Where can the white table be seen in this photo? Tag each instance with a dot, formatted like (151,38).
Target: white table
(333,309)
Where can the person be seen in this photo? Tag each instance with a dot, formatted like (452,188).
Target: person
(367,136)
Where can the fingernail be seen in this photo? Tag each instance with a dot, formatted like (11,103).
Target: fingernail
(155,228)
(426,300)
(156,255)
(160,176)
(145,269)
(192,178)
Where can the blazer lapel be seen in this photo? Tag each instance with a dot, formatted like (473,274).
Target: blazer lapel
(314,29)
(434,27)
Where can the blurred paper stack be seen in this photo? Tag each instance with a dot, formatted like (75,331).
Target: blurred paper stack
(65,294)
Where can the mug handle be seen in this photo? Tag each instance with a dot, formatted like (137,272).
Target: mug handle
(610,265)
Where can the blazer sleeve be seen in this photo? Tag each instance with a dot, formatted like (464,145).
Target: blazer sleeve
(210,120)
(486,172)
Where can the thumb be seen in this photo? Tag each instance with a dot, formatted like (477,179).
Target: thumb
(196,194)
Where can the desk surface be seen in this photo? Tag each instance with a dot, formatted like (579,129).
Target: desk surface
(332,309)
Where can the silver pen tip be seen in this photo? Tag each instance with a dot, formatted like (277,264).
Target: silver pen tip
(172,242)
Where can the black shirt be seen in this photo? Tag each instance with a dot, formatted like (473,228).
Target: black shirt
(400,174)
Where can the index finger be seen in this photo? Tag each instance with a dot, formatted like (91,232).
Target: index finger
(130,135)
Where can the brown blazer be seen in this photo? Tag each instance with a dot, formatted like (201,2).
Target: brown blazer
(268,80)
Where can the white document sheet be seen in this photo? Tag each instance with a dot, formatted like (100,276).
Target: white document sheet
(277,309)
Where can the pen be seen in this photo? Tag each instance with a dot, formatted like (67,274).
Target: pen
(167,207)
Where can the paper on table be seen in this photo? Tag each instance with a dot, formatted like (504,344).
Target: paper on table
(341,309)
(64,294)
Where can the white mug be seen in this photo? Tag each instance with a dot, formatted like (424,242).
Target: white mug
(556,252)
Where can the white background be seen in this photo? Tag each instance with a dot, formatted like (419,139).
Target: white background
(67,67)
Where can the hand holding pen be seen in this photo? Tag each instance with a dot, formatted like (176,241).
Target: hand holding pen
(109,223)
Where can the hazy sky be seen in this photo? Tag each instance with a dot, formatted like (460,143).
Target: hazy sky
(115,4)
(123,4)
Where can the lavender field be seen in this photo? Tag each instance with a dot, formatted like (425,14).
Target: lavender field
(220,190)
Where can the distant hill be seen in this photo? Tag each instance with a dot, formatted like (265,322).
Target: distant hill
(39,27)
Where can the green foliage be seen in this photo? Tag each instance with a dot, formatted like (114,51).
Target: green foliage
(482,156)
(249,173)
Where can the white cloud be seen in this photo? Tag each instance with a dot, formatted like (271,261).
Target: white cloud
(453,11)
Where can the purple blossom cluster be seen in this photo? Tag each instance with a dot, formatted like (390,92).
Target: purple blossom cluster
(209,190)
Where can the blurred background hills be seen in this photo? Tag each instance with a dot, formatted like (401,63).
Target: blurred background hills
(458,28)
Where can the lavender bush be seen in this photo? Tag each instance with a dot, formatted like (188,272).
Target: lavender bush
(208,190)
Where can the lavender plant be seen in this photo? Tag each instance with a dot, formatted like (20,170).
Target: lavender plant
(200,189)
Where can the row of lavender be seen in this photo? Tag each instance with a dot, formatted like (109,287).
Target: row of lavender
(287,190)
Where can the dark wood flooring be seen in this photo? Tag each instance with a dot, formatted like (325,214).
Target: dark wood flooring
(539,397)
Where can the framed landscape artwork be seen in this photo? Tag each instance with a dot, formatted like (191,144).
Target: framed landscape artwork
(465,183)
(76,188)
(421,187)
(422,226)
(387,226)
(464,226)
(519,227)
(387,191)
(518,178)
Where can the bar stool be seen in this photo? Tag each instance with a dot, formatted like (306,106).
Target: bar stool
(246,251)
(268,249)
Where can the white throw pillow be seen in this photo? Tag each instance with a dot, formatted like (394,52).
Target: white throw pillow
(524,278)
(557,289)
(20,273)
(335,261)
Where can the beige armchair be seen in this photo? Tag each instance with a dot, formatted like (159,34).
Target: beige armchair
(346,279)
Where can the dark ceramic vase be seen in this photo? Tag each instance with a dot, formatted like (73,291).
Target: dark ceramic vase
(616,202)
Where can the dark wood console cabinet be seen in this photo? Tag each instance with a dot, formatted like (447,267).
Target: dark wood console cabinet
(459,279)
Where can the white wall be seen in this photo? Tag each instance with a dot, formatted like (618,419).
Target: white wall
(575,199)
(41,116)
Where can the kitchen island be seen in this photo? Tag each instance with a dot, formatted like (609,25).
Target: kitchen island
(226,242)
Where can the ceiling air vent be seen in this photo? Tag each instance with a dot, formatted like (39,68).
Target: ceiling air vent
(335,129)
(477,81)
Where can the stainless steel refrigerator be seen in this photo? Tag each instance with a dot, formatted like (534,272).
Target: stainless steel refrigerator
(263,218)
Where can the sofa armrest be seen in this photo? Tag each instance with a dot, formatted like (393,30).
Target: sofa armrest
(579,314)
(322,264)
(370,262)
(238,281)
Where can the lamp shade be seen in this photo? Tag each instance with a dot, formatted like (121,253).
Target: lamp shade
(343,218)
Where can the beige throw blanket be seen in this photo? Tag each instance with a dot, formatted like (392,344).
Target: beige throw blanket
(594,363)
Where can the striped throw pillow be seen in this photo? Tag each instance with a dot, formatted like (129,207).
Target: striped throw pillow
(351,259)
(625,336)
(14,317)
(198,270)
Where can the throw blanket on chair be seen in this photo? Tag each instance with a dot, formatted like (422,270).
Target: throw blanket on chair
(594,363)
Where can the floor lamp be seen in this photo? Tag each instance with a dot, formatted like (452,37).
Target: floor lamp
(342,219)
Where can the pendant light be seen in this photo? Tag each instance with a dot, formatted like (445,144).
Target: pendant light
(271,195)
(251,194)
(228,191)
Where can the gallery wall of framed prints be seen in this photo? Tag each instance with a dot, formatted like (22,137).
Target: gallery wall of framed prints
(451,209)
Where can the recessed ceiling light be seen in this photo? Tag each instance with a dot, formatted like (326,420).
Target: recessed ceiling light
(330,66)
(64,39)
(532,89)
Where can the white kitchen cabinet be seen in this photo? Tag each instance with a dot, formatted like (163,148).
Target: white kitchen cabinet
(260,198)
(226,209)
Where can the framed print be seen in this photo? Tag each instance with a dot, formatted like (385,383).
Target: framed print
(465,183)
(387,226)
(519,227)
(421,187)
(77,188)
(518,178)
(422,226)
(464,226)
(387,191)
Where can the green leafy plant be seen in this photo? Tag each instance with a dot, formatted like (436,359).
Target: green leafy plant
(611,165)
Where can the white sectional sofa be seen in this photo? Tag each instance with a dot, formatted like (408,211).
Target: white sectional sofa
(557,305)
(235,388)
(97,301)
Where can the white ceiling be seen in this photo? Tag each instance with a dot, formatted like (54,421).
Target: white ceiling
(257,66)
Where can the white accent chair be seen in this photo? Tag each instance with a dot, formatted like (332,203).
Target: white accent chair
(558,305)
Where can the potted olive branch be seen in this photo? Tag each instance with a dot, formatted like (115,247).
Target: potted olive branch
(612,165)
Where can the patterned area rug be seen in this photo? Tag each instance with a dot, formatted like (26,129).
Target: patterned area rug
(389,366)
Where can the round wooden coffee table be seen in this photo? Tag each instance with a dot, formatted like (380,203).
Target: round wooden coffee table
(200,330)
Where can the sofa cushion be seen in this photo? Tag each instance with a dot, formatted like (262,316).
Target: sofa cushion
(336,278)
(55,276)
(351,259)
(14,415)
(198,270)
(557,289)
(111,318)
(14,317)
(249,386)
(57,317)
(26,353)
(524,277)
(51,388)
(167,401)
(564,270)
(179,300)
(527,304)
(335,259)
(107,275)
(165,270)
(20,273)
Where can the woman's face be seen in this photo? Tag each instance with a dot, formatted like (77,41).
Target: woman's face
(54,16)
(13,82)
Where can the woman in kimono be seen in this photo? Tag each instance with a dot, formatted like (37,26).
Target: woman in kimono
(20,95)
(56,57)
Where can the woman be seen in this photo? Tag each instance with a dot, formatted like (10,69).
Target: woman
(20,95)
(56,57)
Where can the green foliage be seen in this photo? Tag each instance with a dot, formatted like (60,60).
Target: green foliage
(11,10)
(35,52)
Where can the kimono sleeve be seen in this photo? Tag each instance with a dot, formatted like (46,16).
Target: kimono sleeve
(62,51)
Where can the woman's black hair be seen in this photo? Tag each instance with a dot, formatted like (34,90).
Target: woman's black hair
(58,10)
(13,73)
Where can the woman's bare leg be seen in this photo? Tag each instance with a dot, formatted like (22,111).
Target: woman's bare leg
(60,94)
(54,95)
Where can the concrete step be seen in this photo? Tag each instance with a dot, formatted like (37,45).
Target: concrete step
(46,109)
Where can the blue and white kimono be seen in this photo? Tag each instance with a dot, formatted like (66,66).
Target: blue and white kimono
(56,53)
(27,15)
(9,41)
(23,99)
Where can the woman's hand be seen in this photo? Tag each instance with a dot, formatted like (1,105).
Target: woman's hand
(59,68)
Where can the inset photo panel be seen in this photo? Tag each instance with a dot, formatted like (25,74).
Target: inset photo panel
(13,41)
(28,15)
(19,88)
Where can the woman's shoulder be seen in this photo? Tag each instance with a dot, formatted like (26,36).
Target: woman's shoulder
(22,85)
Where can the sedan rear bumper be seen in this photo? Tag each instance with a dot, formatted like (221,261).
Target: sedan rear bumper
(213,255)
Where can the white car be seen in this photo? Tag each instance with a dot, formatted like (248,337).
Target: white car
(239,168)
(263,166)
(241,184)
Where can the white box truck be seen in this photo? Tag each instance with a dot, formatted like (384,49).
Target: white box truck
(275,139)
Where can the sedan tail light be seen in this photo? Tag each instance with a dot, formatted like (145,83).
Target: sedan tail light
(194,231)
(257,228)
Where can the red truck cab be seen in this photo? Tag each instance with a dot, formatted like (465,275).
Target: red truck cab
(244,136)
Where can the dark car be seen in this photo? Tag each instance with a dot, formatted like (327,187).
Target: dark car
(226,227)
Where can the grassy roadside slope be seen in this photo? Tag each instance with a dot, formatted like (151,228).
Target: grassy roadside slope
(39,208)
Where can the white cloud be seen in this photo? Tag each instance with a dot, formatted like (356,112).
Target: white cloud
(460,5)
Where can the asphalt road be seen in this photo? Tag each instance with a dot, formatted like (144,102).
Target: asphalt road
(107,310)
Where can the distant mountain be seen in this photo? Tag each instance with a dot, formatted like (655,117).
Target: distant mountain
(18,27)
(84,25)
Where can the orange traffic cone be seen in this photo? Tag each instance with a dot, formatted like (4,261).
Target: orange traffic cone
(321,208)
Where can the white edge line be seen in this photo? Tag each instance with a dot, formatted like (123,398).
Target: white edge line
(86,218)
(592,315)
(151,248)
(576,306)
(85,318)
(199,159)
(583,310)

※

EXERCISE BRIEF:
Would you quote, exactly and only, the lines from the one containing "Where can the asphalt" to the end of the entries?

SOLVED EXERCISE:
Where can the asphalt road be seen in this photo? Tag each instance with a dot, formatted like (144,102).
Target: asphalt road
(107,310)
Where can the distant mountain be seen in this photo? Tag each instance with a dot, formatted like (655,117).
Target: distant mountain
(18,27)
(84,25)
Where can the orange traffic cone be seen in this photo? Tag each instance with a dot, formatted like (4,261).
Target: orange traffic cone
(321,208)
Where can the white edge line be seen in this photo? Tag each instance with a dot, formatted like (123,398).
Target: white edge line
(86,218)
(592,315)
(151,248)
(576,306)
(85,318)
(199,159)
(583,310)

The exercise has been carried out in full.